(Segmentation labeling items)
------------------------------------------------------------------------

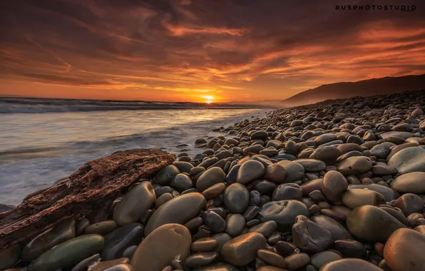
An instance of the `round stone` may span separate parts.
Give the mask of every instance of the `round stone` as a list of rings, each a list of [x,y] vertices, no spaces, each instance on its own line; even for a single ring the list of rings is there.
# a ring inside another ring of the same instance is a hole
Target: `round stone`
[[[56,245],[73,238],[75,226],[74,220],[68,220],[40,234],[24,247],[21,258],[30,262]]]
[[[232,214],[227,220],[226,232],[232,236],[237,235],[243,230],[245,223],[245,218],[243,215]]]
[[[152,184],[142,182],[124,195],[113,210],[113,218],[120,226],[136,222],[146,214],[155,200]]]
[[[338,171],[328,171],[323,177],[322,192],[329,201],[334,202],[341,200],[347,188],[348,182],[344,175]]]
[[[373,167],[372,159],[365,156],[354,156],[343,160],[338,165],[338,171],[344,175],[357,175],[370,170]]]
[[[264,165],[255,160],[249,160],[242,164],[237,171],[236,182],[247,183],[262,176],[265,172]]]
[[[262,234],[248,232],[226,242],[221,250],[223,259],[236,266],[245,266],[255,260],[257,250],[265,248],[267,241]]]
[[[131,223],[105,235],[105,244],[101,252],[102,260],[111,260],[123,257],[127,247],[140,242],[143,230],[140,223]]]
[[[411,229],[393,232],[384,247],[384,258],[393,271],[425,270],[425,235]]]
[[[372,242],[384,242],[396,230],[406,227],[388,213],[372,205],[354,209],[347,218],[347,227],[359,240]]]
[[[99,235],[75,237],[47,250],[31,264],[34,271],[56,271],[70,268],[88,257],[98,252],[104,239]]]
[[[232,213],[243,213],[250,203],[250,193],[240,183],[229,185],[223,193],[225,206]]]
[[[377,265],[365,261],[364,260],[350,258],[331,262],[323,265],[322,268],[320,268],[320,271],[344,270],[382,271],[382,270]]]
[[[188,194],[190,195],[190,194]],[[178,257],[185,261],[190,252],[192,236],[180,224],[165,224],[156,227],[138,245],[130,265],[138,271],[161,270]]]
[[[205,171],[196,181],[196,190],[203,192],[216,183],[224,183],[226,175],[220,168],[211,168]]]
[[[332,242],[331,232],[307,217],[298,215],[292,226],[294,244],[302,250],[317,252],[326,250]]]
[[[396,178],[389,186],[400,193],[425,193],[425,172],[403,174]]]
[[[302,165],[305,171],[320,171],[326,168],[324,162],[315,159],[297,159],[294,160],[295,163]]]
[[[396,168],[401,174],[411,172],[425,172],[425,149],[409,147],[394,154],[388,165]]]
[[[309,217],[307,206],[295,200],[272,201],[262,205],[258,213],[261,222],[273,220],[277,223],[277,230],[290,230],[295,223],[295,218],[302,215]]]
[[[160,170],[155,178],[152,181],[152,183],[155,183],[160,185],[168,185],[171,180],[180,173],[178,168],[175,165],[165,165],[162,170]]]
[[[145,235],[148,236],[153,230],[165,224],[183,225],[195,218],[205,205],[205,198],[198,193],[174,198],[153,213],[145,227]]]
[[[300,164],[286,160],[279,161],[277,163],[282,165],[286,172],[284,183],[292,183],[295,180],[302,180],[304,177],[304,167]]]
[[[212,251],[217,247],[217,240],[212,237],[204,237],[192,243],[190,248],[196,252]]]
[[[312,256],[310,263],[318,270],[327,263],[341,260],[342,257],[332,251],[322,251]]]

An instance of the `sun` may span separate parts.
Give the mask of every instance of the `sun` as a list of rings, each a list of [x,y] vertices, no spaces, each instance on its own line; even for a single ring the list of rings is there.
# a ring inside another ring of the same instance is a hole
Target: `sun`
[[[201,98],[206,100],[205,103],[207,104],[210,104],[214,101],[214,96],[210,95],[203,95],[201,96]]]

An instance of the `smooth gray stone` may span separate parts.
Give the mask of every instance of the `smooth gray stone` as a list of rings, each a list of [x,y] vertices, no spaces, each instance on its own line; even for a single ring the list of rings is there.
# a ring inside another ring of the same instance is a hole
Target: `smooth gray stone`
[[[288,200],[267,203],[262,206],[257,215],[261,222],[274,220],[277,223],[277,230],[290,230],[297,215],[309,217],[307,206],[297,200]]]
[[[87,271],[87,269],[93,262],[97,262],[101,258],[100,254],[95,254],[81,261],[78,265],[73,267],[71,271]]]
[[[153,213],[145,227],[145,236],[148,236],[153,230],[165,224],[185,223],[195,218],[205,205],[205,198],[198,193],[174,198]]]
[[[425,149],[409,147],[394,154],[388,162],[401,174],[411,172],[425,172]]]
[[[243,213],[250,203],[250,193],[240,183],[229,185],[223,193],[225,206],[232,213]]]
[[[101,252],[102,260],[112,260],[122,257],[128,247],[138,245],[142,241],[143,230],[143,225],[131,223],[105,235],[105,245]]]
[[[385,242],[397,229],[406,227],[396,218],[376,206],[354,209],[347,218],[347,227],[359,240]]]
[[[375,191],[382,195],[385,198],[385,201],[390,202],[400,198],[400,194],[394,189],[387,186],[378,185],[376,183],[371,183],[370,185],[350,185],[348,189],[364,189],[367,188],[370,190]]]
[[[310,220],[319,227],[329,230],[334,240],[353,239],[349,232],[338,221],[327,215],[316,215]]]
[[[175,165],[168,165],[160,170],[155,178],[152,180],[152,183],[160,185],[168,185],[171,180],[180,173],[180,170]]]
[[[33,271],[56,271],[71,268],[81,260],[98,252],[104,239],[99,235],[87,235],[59,244],[43,253],[31,262]]]
[[[224,183],[226,174],[220,168],[211,168],[205,171],[196,182],[196,189],[203,192],[216,183]]]
[[[40,234],[24,247],[21,258],[31,262],[56,245],[76,237],[76,221],[66,220]]]
[[[120,226],[138,221],[145,216],[155,200],[156,194],[152,184],[147,181],[142,182],[124,195],[113,210],[113,218]]]
[[[329,230],[304,215],[298,215],[295,218],[295,223],[292,225],[292,240],[297,247],[310,252],[323,251],[333,242]]]
[[[0,252],[0,270],[10,268],[18,262],[21,250],[20,245],[16,244]]]

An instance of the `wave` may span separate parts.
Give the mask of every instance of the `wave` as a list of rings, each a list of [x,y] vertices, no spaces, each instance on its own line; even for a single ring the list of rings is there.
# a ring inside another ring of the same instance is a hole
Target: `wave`
[[[0,98],[0,113],[61,113],[117,110],[155,110],[189,108],[237,109],[262,108],[261,106],[202,103],[170,103],[143,101],[78,100],[38,98]]]

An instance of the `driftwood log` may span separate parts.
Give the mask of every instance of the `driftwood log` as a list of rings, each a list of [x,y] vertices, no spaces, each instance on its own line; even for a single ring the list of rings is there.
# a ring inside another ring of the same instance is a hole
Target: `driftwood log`
[[[19,205],[0,213],[0,251],[66,219],[106,220],[112,203],[126,188],[175,159],[158,149],[136,149],[86,163],[68,180],[29,194]]]

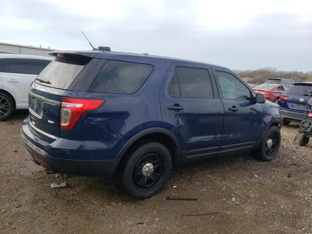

------------------------------------------------------------------------

**Written request:**
Which lines in the items above contain the string "wave", counting case as significant? Locate each one and copy it out in full.

**Response to the task:**
An instance of the `wave` may span separate parts.
Give the mask of every instance of the `wave` as a list of rings, each a list of [x,y] vertices, no spaces, each instance on its own line; even for a single ring the list of rings is there.
Target: `wave`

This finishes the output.